Work request: Write out every line below with no difference at all.

Exercise data:
↓
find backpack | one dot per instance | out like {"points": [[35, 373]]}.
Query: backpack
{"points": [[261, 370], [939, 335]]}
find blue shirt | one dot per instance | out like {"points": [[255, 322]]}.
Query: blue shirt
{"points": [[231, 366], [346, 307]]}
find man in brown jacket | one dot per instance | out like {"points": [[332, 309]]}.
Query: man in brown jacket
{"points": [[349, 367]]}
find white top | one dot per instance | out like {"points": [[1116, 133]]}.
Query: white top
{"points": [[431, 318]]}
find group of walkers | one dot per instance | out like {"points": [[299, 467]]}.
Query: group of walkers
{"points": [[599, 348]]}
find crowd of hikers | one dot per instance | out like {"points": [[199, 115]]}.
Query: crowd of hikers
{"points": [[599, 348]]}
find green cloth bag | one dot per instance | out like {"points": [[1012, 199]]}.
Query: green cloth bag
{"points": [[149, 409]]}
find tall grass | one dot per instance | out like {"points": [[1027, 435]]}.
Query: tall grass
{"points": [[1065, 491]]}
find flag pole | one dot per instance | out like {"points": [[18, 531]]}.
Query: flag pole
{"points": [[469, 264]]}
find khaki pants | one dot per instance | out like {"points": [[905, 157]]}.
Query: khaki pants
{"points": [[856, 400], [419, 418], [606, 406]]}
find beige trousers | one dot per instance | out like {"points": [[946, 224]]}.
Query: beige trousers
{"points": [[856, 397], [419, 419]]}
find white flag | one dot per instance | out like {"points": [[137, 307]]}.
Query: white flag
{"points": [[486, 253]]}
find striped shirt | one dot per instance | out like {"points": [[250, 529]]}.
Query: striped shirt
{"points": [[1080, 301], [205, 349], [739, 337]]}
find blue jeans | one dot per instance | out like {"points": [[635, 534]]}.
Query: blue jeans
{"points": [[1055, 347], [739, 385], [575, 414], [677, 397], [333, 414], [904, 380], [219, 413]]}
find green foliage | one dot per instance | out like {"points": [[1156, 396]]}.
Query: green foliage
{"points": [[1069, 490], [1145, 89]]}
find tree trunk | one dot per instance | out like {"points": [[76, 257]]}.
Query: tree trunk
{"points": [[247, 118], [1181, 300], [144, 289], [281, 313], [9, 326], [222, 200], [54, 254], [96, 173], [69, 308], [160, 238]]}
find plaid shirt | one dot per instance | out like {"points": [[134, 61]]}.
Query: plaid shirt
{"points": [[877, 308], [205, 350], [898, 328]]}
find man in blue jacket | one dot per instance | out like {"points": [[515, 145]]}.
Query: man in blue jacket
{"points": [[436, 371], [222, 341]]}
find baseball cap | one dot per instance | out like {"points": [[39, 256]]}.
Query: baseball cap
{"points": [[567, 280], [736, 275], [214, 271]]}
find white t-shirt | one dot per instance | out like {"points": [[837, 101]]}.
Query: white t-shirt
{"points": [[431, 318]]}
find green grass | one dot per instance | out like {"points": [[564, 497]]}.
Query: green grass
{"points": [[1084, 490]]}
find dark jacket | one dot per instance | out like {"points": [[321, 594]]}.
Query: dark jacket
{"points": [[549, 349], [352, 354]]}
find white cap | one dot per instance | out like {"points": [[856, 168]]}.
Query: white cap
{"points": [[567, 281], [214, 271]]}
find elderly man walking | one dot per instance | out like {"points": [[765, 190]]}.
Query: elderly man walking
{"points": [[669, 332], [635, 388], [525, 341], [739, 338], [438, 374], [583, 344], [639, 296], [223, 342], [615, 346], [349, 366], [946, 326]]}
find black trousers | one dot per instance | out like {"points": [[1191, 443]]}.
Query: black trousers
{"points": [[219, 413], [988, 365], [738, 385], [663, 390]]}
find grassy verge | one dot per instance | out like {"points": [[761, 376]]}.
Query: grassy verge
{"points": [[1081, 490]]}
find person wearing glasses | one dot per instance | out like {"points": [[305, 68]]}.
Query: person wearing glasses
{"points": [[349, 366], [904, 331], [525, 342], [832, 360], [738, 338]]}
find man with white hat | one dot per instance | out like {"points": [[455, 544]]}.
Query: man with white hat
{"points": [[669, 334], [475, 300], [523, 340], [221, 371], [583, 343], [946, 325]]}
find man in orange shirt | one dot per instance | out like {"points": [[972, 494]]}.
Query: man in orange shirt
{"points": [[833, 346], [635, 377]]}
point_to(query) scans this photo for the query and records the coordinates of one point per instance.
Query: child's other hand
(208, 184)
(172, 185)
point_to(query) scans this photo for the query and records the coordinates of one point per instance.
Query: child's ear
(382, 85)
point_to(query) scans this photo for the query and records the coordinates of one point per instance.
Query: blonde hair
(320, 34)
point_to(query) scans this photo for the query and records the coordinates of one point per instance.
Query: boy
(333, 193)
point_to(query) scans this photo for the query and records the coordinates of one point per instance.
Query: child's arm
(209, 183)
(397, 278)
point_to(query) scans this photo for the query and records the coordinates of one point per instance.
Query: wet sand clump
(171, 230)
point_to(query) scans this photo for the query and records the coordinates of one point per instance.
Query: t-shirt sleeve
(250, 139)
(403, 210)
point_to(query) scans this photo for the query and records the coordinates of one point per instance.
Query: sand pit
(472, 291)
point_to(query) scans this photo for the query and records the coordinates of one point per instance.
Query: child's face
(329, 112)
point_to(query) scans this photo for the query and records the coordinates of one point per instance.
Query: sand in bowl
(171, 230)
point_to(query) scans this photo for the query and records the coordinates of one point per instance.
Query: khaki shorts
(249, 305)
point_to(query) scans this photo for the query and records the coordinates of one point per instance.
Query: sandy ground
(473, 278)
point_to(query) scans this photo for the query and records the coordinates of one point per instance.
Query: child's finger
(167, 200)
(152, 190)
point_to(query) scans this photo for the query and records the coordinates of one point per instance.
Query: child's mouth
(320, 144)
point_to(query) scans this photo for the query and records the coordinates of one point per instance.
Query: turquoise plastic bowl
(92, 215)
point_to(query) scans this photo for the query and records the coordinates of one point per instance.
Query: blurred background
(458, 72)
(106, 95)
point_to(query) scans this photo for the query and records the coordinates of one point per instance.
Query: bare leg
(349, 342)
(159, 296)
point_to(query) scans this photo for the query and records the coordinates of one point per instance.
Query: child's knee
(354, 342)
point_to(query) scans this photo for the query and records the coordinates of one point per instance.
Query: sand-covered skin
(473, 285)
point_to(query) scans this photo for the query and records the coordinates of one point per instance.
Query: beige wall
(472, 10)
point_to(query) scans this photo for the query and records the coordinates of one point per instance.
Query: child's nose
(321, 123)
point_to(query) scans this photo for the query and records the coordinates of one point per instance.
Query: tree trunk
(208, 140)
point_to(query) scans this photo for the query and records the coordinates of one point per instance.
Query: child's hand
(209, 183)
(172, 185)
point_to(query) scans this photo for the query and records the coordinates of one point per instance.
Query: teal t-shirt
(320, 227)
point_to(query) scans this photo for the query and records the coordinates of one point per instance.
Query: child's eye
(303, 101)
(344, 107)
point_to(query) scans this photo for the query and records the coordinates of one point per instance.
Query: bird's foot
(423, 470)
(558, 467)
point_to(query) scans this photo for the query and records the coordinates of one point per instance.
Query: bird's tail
↑
Solved exercise:
find backpack | one dot per instance | out like {"points": [[35, 373]]}.
Query: backpack
{"points": [[261, 370], [939, 335]]}
find blue shirt | one dot per instance | out like {"points": [[255, 322]]}.
Query: blue shirt
{"points": [[231, 366], [346, 307]]}
find man in brown jacket | one dot per instance | out like {"points": [[332, 309]]}.
Query: man in brown jacket
{"points": [[349, 367]]}
find white top | one dot per instance | out like {"points": [[1116, 133]]}.
Query: white top
{"points": [[431, 318]]}
find group of walkers | one dot per instance | out like {"points": [[299, 467]]}.
Query: group of walkers
{"points": [[599, 348]]}
find crowd of hikers | one dot per instance | out like {"points": [[199, 115]]}.
Query: crowd of hikers
{"points": [[599, 348]]}
find green cloth bag | one dot per instance | out like {"points": [[1012, 199]]}.
Query: green cloth bag
{"points": [[149, 409]]}
find tall grass | one dot per instance | out like {"points": [[1027, 435]]}.
Query: tall grass
{"points": [[1065, 491]]}
find flag pole | one dot per instance | out like {"points": [[18, 531]]}.
Query: flag pole
{"points": [[469, 264]]}
find khaki pants | one dot per instance | out like {"points": [[905, 157]]}.
Query: khaki pants
{"points": [[856, 400], [419, 418], [606, 406]]}
find beige trousers | one dot per instance | out like {"points": [[946, 224]]}.
Query: beige trousers
{"points": [[856, 397], [419, 419]]}
find white flag | one dot per instance | out like {"points": [[137, 307]]}.
Query: white flag
{"points": [[486, 253]]}
find striped shirt | one dot per instance | out like {"points": [[250, 529]]}.
Query: striped shirt
{"points": [[1080, 301], [205, 349], [739, 337]]}
find blue jeans | one dot per instance | out like {"points": [[635, 534]]}.
Query: blue jeans
{"points": [[1055, 347], [739, 385], [575, 414], [677, 397], [333, 414], [904, 380], [219, 413]]}
find green foliage | one dot per instance | out like {"points": [[1156, 396]]}.
Query: green foliage
{"points": [[1069, 490], [1145, 89]]}
find tree trunk | one dot per instance | out like {"points": [[76, 257]]}.
Query: tree trunk
{"points": [[247, 118], [1181, 300], [144, 289], [281, 313], [9, 326], [222, 200], [54, 254], [96, 173], [69, 308], [160, 238]]}
find plaid shirt | one dot per instance | out like {"points": [[134, 61]]}.
Query: plaid shirt
{"points": [[877, 308], [205, 350], [898, 328]]}
find man in blue jacket | one dot per instance | out like {"points": [[515, 145]]}.
Query: man in blue jacket
{"points": [[436, 371], [222, 341]]}
find baseball cap | one dot per instance | out like {"points": [[39, 256]]}.
Query: baseball cap
{"points": [[567, 280], [736, 275], [214, 271]]}
find white t-shirt | one dot per instance | out like {"points": [[837, 101]]}.
Query: white t-shirt
{"points": [[431, 318]]}
find green grass | one dot per instance | out like {"points": [[564, 497]]}.
Query: green grass
{"points": [[1084, 490]]}
find dark jacket | one dot per instance | out like {"points": [[321, 594]]}.
Query: dark jacket
{"points": [[549, 349], [352, 354]]}
find white cap | one dot per instance | out like {"points": [[856, 168]]}.
Query: white cap
{"points": [[567, 281], [214, 271]]}
find elderly man walking | one dot per instance | out like {"points": [[765, 190]]}.
Query: elderly man walking
{"points": [[669, 332], [635, 388], [525, 341], [739, 338], [438, 374], [583, 344], [639, 296], [223, 342], [615, 346], [349, 366], [946, 326]]}
find black trousers | one dot per instance | out like {"points": [[1191, 443]]}.
Query: black trousers
{"points": [[219, 413], [988, 365], [738, 385], [663, 390]]}
find grassy verge | one dot per instance | out like {"points": [[761, 376]]}.
Query: grassy verge
{"points": [[1081, 490]]}
find person wearing glasses | one dot per instance | out like {"points": [[305, 68]]}.
Query: person wearing glasses
{"points": [[349, 366], [904, 331], [525, 342], [832, 360], [738, 338]]}
find man with white hat | one dot per instance | out like {"points": [[455, 544]]}.
Query: man with white hat
{"points": [[669, 334], [475, 300], [523, 340], [221, 371], [583, 343], [946, 325]]}
find man in orange shirt | one dot per instance | out like {"points": [[972, 494]]}.
Query: man in orange shirt
{"points": [[833, 346], [635, 377]]}
point_to(query) scans this photo for the query and records the coordinates of one point per instance.
Query: child's other hand
(208, 184)
(172, 185)
point_to(query) scans this photo for the query and records the coordinates of one point per instance.
Query: child's ear
(382, 85)
point_to(query) scans this photo for the query and records the coordinates of one point per instance.
Query: blonde hair
(320, 34)
point_to(query) scans this photo for the query and records the coordinates of one point per instance.
Query: boy
(333, 193)
point_to(query) scans this photo for the query and records the coordinates of one point per instance.
Query: child's arm
(209, 183)
(397, 278)
point_to(query) scans this photo for the query and records the coordinates of one point per instance.
Query: wet sand clump
(171, 230)
point_to(query) scans this photo for the query and records the coordinates of one point per instance.
Query: t-shirt sleeve
(250, 139)
(403, 210)
point_to(query) scans this photo for the query and records the coordinates of one point per instance.
Query: sand pit
(472, 291)
point_to(query) scans this photo for the query and records the coordinates of one point per instance.
Query: child's face
(329, 112)
point_to(query) scans this photo for the query and records the coordinates of one point per instance.
Query: sand in bowl
(171, 230)
point_to(query) scans this photo for the query and records the coordinates of one point per instance.
Query: khaki shorts
(249, 305)
point_to(query) scans this photo for the query and records the coordinates of one point per instance.
Query: sandy ground
(473, 278)
point_to(query) scans this photo for the query and records the coordinates of one point per instance.
Query: child's finger
(167, 200)
(152, 190)
point_to(query) scans this photo for the query and records the coordinates of one point per instance.
Query: child's mouth
(320, 144)
point_to(query) scans this photo for the query and records the coordinates of one point per instance.
Query: turquoise plastic bowl
(92, 215)
point_to(query) scans this photo for the query and records the coordinates of one point per instance.
Query: blurred background
(458, 72)
(106, 95)
point_to(query) scans this photo for the query and records the coordinates of one point per instance.
Query: bare leg
(349, 342)
(159, 296)
point_to(query) scans this photo for the query and records the coordinates of one point per instance.
Query: child's knee
(354, 342)
point_to(query) scans this photo for the query and records the coordinates of one point per instance.
Query: sand-covered skin
(473, 285)
point_to(query) scans this photo for the query and records the coordinates of one point per instance.
Query: beige wall
(472, 10)
point_to(query) scans this photo for the query and records the coordinates of one point per instance.
Query: child's nose
(321, 123)
point_to(query) scans this photo for the query and records the coordinates of one point per instance.
Query: tree trunk
(208, 140)
point_to(query) scans this photo for the query and records the coordinates of one point per instance.
Query: child's hand
(209, 183)
(172, 185)
point_to(query) scans this photo for the query and records the coordinates of one point per instance.
Query: teal t-shirt
(320, 227)
point_to(query) scans this photo for the query and records the coordinates of one point per instance.
Query: child's eye
(303, 101)
(344, 107)
point_to(query) scans this photo for the query and records the coordinates of one point per instance.
Query: bird's foot
(423, 470)
(558, 467)
point_to(query) scans this photo for the query and records the coordinates of one point per instance.
Query: bird's tail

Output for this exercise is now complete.